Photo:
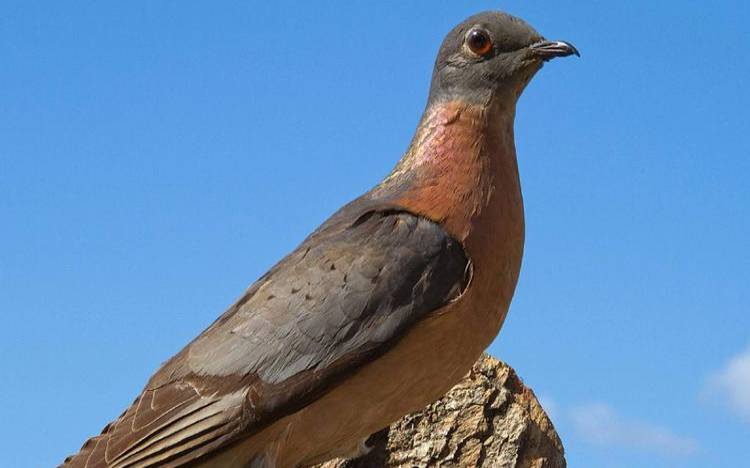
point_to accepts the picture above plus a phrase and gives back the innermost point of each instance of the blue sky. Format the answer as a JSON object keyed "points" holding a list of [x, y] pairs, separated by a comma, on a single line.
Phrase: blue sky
{"points": [[155, 159]]}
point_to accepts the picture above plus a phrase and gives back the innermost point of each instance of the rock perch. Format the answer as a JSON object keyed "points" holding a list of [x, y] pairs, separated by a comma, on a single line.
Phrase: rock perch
{"points": [[489, 419]]}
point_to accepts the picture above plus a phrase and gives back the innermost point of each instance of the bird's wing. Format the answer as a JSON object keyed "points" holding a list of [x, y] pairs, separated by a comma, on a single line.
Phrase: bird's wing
{"points": [[337, 302]]}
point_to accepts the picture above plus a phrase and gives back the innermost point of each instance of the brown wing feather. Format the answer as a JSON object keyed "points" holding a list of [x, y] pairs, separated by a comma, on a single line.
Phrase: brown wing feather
{"points": [[340, 300]]}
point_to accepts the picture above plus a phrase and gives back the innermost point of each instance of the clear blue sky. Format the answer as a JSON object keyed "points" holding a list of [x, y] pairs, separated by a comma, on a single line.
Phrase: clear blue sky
{"points": [[156, 159]]}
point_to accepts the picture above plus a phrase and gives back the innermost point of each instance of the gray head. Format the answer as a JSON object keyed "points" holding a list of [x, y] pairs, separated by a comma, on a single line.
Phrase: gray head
{"points": [[491, 54]]}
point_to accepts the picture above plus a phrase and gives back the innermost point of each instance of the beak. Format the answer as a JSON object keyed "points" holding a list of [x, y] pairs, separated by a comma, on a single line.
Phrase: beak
{"points": [[547, 50]]}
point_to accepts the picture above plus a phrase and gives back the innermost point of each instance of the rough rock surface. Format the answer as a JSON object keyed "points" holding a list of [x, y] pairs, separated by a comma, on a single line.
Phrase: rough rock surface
{"points": [[489, 419]]}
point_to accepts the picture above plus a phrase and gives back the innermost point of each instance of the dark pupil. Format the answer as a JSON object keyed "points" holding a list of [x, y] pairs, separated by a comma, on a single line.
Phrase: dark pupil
{"points": [[477, 40]]}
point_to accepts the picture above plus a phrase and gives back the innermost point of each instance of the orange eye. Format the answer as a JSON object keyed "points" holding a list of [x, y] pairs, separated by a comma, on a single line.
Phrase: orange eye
{"points": [[479, 42]]}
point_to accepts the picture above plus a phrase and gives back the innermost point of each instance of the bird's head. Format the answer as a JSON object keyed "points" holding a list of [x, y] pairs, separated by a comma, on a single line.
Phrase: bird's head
{"points": [[491, 56]]}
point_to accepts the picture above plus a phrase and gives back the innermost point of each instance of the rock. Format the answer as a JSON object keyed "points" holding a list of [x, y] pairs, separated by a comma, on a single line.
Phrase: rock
{"points": [[489, 419]]}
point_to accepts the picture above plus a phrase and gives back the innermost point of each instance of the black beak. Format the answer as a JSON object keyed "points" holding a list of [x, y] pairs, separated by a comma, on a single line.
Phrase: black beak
{"points": [[547, 50]]}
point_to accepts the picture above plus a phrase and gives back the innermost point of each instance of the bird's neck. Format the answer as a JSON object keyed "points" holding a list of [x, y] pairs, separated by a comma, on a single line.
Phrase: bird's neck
{"points": [[460, 168]]}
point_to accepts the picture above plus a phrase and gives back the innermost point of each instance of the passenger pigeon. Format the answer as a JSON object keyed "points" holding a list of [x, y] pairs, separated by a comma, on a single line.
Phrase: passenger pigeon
{"points": [[380, 310]]}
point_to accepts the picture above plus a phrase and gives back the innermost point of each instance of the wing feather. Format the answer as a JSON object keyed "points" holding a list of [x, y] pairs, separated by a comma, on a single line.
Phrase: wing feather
{"points": [[337, 302]]}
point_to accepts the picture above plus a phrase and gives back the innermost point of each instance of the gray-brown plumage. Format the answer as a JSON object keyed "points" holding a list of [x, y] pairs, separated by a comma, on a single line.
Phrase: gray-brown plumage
{"points": [[379, 311]]}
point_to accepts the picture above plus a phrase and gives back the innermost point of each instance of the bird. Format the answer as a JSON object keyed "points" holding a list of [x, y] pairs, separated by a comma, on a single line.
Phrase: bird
{"points": [[379, 311]]}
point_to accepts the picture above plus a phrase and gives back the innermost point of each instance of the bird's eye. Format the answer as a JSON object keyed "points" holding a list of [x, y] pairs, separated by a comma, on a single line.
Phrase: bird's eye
{"points": [[479, 42]]}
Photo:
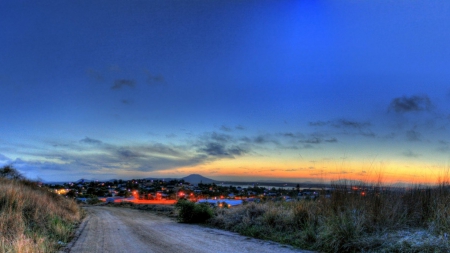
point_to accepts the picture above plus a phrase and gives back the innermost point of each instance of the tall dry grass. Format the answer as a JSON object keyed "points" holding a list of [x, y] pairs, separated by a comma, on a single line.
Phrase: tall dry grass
{"points": [[32, 219], [356, 218]]}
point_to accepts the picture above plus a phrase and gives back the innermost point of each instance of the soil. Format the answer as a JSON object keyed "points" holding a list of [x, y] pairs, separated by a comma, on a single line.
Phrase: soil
{"points": [[113, 229]]}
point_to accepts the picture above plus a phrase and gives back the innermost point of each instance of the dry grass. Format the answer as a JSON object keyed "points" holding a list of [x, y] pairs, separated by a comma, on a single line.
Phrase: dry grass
{"points": [[356, 218], [33, 219]]}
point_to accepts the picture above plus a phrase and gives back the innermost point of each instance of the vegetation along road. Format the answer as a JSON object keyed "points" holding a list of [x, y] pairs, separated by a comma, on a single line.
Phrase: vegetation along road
{"points": [[112, 229]]}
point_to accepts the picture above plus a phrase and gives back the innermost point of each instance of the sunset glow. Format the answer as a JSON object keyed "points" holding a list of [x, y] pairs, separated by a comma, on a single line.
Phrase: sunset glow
{"points": [[295, 91]]}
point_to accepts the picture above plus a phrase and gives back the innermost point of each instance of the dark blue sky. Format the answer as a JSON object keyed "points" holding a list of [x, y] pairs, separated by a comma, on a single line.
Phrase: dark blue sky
{"points": [[228, 89]]}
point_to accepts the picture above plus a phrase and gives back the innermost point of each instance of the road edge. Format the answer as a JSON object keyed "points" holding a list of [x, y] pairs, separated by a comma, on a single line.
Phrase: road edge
{"points": [[76, 235]]}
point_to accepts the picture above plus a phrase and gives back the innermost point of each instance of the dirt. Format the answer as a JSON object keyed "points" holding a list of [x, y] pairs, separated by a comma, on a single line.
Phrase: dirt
{"points": [[112, 229]]}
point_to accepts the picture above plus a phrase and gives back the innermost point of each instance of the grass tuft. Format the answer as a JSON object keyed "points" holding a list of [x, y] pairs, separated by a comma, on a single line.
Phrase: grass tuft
{"points": [[32, 219]]}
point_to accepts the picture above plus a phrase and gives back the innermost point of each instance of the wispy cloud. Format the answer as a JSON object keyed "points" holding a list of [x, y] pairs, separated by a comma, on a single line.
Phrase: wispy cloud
{"points": [[409, 153], [413, 135], [88, 140], [414, 103], [120, 83]]}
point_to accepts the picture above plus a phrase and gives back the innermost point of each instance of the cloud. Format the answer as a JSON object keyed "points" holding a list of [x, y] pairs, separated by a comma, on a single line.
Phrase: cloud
{"points": [[225, 128], [154, 79], [97, 76], [127, 101], [120, 83], [413, 135], [341, 123], [411, 104], [216, 145], [91, 141], [409, 153], [348, 126]]}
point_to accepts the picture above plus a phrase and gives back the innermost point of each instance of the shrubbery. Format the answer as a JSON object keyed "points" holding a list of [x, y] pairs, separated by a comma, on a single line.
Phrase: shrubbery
{"points": [[190, 212], [375, 219]]}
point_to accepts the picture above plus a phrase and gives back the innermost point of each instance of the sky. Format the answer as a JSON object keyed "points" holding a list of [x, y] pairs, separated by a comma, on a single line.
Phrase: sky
{"points": [[233, 90]]}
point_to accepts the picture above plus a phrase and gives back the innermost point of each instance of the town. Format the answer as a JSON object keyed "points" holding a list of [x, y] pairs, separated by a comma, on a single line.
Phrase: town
{"points": [[168, 191]]}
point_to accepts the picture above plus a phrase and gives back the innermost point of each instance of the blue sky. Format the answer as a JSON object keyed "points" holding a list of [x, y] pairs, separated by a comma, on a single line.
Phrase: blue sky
{"points": [[298, 90]]}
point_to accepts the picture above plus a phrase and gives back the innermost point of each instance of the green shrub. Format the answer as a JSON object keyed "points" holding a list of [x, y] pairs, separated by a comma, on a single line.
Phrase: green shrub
{"points": [[190, 212]]}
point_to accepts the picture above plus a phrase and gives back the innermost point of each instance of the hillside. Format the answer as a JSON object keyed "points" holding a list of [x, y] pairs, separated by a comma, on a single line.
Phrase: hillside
{"points": [[32, 219]]}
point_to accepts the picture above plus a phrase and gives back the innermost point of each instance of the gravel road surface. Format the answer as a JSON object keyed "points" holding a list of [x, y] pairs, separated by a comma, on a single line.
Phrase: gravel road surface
{"points": [[112, 229]]}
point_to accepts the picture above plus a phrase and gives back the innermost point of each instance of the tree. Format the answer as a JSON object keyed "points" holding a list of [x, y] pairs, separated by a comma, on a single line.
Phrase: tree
{"points": [[11, 173]]}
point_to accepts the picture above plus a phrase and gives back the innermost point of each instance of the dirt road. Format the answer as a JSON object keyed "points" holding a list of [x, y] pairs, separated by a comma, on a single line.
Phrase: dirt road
{"points": [[112, 229]]}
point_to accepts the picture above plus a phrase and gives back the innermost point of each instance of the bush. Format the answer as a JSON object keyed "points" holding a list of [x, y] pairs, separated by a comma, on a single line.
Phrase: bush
{"points": [[190, 212]]}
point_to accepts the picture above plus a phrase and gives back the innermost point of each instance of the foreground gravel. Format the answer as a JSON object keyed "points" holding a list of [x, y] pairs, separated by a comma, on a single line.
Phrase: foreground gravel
{"points": [[112, 229]]}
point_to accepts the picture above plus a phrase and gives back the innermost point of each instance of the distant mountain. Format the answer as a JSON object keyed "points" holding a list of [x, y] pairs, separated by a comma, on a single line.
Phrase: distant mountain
{"points": [[196, 179], [83, 180], [270, 181]]}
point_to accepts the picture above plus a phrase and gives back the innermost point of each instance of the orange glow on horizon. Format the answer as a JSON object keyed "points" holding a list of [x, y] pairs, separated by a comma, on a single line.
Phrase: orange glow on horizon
{"points": [[325, 171]]}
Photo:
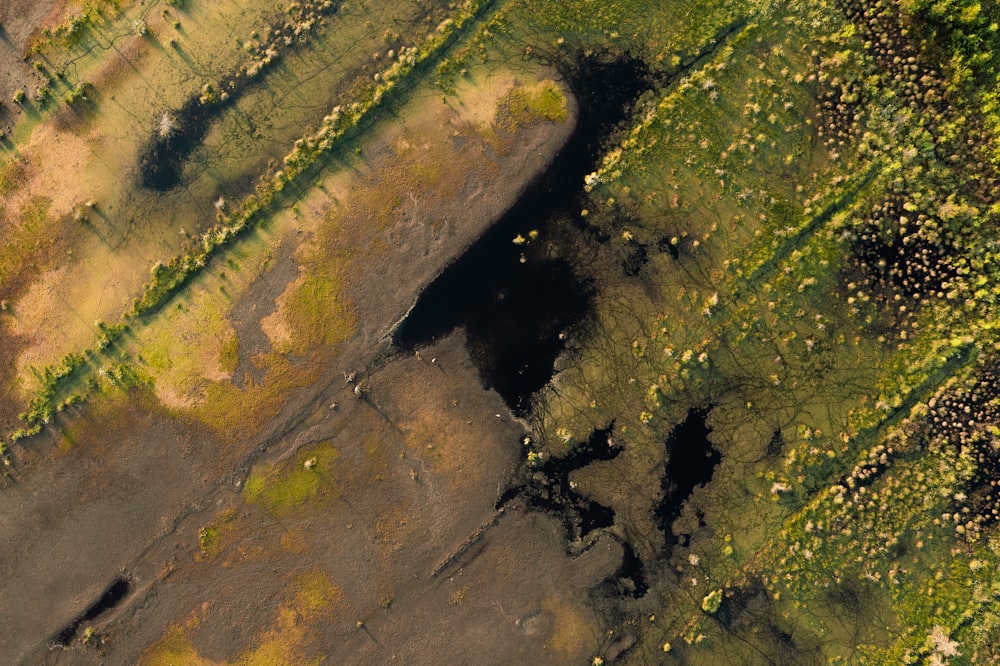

━━━

:: What the task asks ::
When the line containing "Phrase: foreground gravel" has been located, retype it and each line after it through the end of the records, excluding the pictures and adding nothing else.

:: Answer to the exercise ::
Phrase: foreground gravel
{"points": [[112, 229]]}
point_to accepts the picture above plus a phrase and gives back the innermost point of each instance of the distant mountain. Format the answer as a JSON object keyed "points" holding a list of [x, y] pairs, separated by a comma, on a single line.
Phrase: distant mountain
{"points": [[196, 179], [83, 180], [270, 181]]}
point_to accepts the picture above plus a phrase and gives back the innermost point of each instance of the orange glow on horizon. Format the answer as a JSON object keyed "points" holding a list of [x, y] pairs, separated by a comma, on a single line.
Phrase: orange glow on horizon
{"points": [[325, 171]]}
Photo:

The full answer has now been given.